======== Records provided ========

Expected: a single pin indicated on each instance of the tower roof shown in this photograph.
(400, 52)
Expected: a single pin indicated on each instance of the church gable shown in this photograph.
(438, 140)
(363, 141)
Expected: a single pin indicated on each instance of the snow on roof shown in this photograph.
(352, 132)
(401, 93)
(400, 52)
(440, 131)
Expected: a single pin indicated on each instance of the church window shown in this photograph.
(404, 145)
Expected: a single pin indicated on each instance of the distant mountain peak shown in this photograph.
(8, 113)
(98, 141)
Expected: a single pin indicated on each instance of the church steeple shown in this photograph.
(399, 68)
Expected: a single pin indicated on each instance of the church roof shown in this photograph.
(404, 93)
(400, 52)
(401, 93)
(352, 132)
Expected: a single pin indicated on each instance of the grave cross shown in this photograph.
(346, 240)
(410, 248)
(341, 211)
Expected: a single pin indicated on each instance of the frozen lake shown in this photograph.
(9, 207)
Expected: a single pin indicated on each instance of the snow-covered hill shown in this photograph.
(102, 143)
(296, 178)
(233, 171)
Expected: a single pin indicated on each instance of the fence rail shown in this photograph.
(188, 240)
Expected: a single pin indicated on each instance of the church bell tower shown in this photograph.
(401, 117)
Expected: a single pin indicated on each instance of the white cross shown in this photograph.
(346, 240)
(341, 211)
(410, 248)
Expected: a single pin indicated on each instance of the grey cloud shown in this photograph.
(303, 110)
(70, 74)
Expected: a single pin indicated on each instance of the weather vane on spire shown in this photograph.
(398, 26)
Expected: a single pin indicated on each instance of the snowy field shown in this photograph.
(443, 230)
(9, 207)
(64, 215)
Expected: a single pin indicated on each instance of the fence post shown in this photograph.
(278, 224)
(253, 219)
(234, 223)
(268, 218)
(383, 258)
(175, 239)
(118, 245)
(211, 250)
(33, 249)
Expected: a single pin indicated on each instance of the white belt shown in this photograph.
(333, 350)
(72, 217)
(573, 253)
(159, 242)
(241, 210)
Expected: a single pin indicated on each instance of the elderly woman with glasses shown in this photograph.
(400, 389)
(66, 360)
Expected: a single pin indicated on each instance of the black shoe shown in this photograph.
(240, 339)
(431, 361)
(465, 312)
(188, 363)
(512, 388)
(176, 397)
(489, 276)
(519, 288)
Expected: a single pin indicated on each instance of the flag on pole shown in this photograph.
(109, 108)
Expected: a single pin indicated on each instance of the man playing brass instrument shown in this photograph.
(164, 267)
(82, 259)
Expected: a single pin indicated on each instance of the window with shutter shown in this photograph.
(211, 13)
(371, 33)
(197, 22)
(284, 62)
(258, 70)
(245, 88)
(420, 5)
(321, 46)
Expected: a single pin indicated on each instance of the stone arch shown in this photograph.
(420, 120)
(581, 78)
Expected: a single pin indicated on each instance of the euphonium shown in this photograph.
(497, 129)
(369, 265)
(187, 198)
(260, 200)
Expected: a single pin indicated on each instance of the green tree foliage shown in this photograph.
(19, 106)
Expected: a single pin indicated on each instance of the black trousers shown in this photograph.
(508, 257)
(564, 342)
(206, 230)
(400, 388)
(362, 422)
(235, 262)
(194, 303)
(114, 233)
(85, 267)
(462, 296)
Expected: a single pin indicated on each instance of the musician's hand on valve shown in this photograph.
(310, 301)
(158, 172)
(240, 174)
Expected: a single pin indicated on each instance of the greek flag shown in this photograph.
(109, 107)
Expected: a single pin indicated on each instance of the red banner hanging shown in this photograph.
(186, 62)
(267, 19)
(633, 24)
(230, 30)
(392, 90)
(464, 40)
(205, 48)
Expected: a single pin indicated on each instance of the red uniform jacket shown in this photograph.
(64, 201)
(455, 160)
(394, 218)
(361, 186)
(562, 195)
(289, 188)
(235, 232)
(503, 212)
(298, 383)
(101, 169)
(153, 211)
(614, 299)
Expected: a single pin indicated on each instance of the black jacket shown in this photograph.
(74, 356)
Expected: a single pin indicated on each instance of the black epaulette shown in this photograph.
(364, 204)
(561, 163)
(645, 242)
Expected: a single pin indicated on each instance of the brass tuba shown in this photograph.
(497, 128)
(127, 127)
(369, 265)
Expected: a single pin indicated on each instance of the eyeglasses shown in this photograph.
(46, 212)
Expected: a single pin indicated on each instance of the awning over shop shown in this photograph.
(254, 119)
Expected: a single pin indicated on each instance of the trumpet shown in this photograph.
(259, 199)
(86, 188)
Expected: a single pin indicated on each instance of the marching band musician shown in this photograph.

========

→ Objective
Output the full listing without altering anything.

→ Response below
Expected: a single pin indicated on each instance of the tower roof shown in this photograph.
(400, 52)
Expected: a single pin indicated on each instance of the church gable shown in this photograph.
(438, 140)
(363, 141)
Expected: a single pin indicated on each instance of the snow on roof shown in this photograph.
(352, 132)
(401, 93)
(400, 52)
(440, 131)
Expected: a single pin indicated on each instance of the church window shown in this photograph.
(404, 145)
Expected: a single pin indicated on each instance of the distant mountain peak shown in this photograph.
(8, 113)
(98, 141)
Expected: a single pin indicated on each instance of the church steeple shown in this photograph.
(399, 68)
Expected: a single pin indicated on each instance of the church roof shown in this photograph.
(404, 93)
(400, 52)
(401, 93)
(352, 132)
Expected: a single pin indicated on each instance of the grave cross shown in this photograph.
(346, 240)
(410, 248)
(341, 211)
Expected: a single pin indicated on each instance of the frozen lake shown in this photograph.
(9, 207)
Expected: a single pin indicated on each instance of the snow-covered hill shown in this photograph.
(102, 143)
(296, 178)
(233, 171)
Expected: a single pin indicated on each instance of the fence rail shown in this photograph.
(188, 240)
Expected: a single pin indicated on each instance of the church bell tower shown in this photograph.
(401, 117)
Expected: a single pin indicated on each instance of the white cross shown in this photograph.
(346, 240)
(341, 211)
(410, 248)
Expected: a single pin indicated on each instance of the grey cloud shown in this photograph.
(303, 110)
(70, 74)
Expected: a single pin indicated on each instance of the weather vane on spire shown in this photograph.
(398, 26)
Expected: a single pin indicated on each instance of the snowy field shown in this photograph.
(443, 230)
(9, 207)
(64, 215)
Expected: a single pin indicated on each instance of the fence post shown in this photograph.
(278, 224)
(253, 219)
(234, 223)
(268, 218)
(383, 258)
(175, 239)
(118, 245)
(211, 250)
(33, 249)
Expected: a single pin indicated on each instance of the white belt shown in this photograph.
(333, 350)
(72, 217)
(573, 253)
(159, 242)
(241, 210)
Expected: a single pin indicated on each instance of the elderly woman with glasses shown in this photograph.
(400, 389)
(66, 360)
Expected: a single pin indicated on each instance of the black shoe shown in this photograph.
(240, 339)
(431, 361)
(465, 312)
(188, 363)
(512, 388)
(176, 397)
(489, 276)
(519, 288)
Expected: a single pin indicated on each instance of the flag on pole shown in this photograph.
(109, 108)
Expected: a single pin indicated on each instance of the man playing brass instrument shown in this photograph.
(164, 267)
(82, 259)
Expected: a single pin indicated on each instance of the window with shutter shown in this photograph.
(211, 13)
(371, 33)
(197, 22)
(284, 62)
(258, 70)
(245, 88)
(420, 5)
(321, 46)
Expected: a single pin indicated on each instance of the stone arch shown in this photograph.
(420, 120)
(581, 78)
Expected: a single pin indicated on each instance of the euphonium shown in this photograph.
(497, 129)
(369, 265)
(187, 198)
(260, 200)
Expected: a single pin indicated on each instance of the green tree foliage shown in this photograph.
(19, 106)
Expected: a single pin indicated on each instance of the black trousers shown in this photograph.
(508, 257)
(564, 342)
(206, 230)
(400, 388)
(362, 422)
(235, 262)
(194, 303)
(114, 233)
(85, 267)
(462, 296)
Expected: a single pin indicated on each instance of the musician's hand on valve shown in this photograph.
(310, 301)
(158, 172)
(240, 174)
Expected: a single pin indicated on each instance of the greek flag shown in this photograph.
(109, 107)
Expected: a single pin indicated on each instance of the red banner hanging shown in this photograph.
(186, 62)
(267, 19)
(633, 24)
(230, 30)
(392, 90)
(464, 40)
(205, 48)
Expected: a single pin indicated on each instance of the red uniform jacket shown in this photograph.
(64, 201)
(455, 160)
(394, 218)
(361, 186)
(562, 195)
(289, 188)
(235, 232)
(503, 212)
(298, 383)
(101, 169)
(153, 211)
(614, 299)
Expected: a single pin indicated on each instance of the black jacket shown in this photograph.
(74, 356)
Expected: a single pin indicated on each instance of the black epaulette shown in this photograph.
(364, 204)
(561, 163)
(645, 242)
Expected: a single pin indicated on each instance of the brass tuba shown in this photograph.
(497, 128)
(127, 127)
(369, 265)
Expected: a single pin indicated on each instance of the eyeglasses shown in this photograph.
(46, 212)
Expected: a single pin indicated on each instance of the awning over shop shown in this photograph.
(254, 119)
Expected: a single pin indicated on each instance of the trumpet shown in this photograph.
(259, 199)
(86, 188)
Expected: a single pin indicated on each instance of the marching band musician shown in this photograph.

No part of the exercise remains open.